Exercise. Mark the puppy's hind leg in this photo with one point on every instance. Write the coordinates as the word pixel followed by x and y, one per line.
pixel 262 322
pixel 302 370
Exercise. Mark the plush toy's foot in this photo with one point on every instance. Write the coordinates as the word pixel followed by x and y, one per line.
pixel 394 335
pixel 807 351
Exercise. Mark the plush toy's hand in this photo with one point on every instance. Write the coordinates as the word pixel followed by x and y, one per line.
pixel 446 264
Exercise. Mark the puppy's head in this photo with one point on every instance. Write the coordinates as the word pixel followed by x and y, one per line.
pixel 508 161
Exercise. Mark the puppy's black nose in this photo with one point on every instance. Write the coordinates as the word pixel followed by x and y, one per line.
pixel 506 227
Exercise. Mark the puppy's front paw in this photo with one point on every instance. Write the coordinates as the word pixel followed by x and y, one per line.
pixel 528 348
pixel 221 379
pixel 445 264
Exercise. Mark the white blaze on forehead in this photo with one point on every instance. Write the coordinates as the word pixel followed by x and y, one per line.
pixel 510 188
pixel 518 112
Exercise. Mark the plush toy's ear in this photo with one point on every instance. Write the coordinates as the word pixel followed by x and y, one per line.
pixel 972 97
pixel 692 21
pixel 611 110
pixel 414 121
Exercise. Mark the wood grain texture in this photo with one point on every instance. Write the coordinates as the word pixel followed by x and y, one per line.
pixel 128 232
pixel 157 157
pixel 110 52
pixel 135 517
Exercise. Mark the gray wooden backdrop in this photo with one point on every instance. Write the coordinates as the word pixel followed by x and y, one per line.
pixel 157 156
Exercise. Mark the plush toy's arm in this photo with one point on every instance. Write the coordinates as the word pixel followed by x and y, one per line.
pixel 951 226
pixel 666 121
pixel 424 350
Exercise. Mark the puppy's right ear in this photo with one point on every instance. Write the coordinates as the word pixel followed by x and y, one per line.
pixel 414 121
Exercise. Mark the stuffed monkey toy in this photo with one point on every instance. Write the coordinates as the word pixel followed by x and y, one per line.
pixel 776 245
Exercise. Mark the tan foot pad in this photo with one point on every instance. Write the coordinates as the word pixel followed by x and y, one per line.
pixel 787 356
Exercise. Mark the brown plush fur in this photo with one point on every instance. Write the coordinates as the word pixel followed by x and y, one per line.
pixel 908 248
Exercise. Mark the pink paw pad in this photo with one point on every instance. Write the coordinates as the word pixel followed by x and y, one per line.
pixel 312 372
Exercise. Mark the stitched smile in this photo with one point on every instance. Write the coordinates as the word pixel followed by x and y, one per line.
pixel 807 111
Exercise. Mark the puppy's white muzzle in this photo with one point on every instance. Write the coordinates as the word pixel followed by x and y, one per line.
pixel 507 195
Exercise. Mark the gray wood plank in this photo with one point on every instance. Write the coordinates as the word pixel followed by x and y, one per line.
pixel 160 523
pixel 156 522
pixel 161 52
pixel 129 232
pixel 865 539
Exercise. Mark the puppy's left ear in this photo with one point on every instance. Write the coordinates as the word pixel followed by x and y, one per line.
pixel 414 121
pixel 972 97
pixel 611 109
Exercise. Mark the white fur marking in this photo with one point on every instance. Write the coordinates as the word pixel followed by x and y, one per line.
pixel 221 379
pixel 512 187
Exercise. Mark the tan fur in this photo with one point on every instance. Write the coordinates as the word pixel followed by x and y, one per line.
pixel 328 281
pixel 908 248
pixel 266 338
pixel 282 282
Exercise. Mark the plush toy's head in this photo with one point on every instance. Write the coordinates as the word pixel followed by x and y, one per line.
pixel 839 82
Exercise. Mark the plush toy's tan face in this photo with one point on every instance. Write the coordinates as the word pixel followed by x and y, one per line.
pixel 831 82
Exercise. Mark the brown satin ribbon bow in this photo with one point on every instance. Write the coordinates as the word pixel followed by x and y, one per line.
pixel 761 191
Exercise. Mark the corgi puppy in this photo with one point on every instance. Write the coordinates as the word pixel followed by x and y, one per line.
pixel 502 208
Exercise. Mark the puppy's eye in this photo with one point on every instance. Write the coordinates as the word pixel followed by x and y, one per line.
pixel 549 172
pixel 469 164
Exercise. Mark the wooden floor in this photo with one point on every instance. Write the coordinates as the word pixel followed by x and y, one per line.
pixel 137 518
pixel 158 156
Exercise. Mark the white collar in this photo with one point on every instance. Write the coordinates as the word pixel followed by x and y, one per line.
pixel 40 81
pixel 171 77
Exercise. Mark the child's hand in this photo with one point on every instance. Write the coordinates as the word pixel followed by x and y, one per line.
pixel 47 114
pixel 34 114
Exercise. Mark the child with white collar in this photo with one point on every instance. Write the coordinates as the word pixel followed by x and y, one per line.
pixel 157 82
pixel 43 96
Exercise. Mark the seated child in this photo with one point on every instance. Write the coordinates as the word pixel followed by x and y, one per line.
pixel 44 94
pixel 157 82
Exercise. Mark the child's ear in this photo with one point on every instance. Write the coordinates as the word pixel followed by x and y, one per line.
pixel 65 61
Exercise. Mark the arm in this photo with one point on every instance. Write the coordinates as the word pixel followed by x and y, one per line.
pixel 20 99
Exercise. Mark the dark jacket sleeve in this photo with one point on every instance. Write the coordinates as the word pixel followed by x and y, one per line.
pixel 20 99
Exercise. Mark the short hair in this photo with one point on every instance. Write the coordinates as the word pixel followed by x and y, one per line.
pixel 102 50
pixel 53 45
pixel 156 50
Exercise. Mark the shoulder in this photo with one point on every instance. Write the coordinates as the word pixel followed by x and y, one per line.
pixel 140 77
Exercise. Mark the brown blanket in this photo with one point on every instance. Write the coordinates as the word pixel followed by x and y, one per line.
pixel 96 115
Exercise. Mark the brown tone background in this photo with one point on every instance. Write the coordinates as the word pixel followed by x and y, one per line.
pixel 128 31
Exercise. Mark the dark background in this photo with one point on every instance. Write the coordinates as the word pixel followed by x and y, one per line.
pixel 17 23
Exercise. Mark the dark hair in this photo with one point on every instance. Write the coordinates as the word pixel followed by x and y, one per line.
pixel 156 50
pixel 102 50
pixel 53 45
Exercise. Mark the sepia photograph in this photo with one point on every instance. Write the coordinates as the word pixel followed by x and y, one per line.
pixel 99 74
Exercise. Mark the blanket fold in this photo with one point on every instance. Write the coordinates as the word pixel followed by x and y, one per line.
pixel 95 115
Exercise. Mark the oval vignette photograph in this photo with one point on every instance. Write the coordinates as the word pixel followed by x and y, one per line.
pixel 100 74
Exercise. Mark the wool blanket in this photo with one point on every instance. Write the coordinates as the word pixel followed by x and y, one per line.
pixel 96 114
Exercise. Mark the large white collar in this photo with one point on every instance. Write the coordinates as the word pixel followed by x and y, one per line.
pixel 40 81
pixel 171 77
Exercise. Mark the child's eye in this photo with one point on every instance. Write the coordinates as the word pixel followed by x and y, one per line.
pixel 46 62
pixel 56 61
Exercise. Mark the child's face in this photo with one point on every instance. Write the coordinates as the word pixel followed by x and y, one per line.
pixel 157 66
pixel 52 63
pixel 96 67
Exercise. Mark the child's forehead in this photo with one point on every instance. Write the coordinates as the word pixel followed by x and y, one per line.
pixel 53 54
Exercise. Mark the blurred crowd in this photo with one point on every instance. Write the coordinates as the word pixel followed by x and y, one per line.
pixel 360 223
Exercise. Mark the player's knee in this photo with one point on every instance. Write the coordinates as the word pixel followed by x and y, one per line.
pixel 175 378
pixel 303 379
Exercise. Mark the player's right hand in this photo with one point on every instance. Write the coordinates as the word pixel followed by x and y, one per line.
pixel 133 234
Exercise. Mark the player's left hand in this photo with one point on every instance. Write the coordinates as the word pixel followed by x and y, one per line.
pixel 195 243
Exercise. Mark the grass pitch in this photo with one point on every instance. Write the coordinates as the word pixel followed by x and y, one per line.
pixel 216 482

◆ **WHAT THE TASK ASKS**
Word for word, return the lines from the one holding "Exercise. Mark the player's left" through the end of the entries above.

◆ **RESPONSE TO THE EXERCISE**
Exercise. Mark the player's left hand in this photo with one point on every instance. Write the coordinates as the word pixel followed by x and y, one per line.
pixel 195 243
Exercise. Mark the grass pitch in this photo with one point on every instance. Write the coordinates as the word pixel followed by x and y, one per line.
pixel 216 482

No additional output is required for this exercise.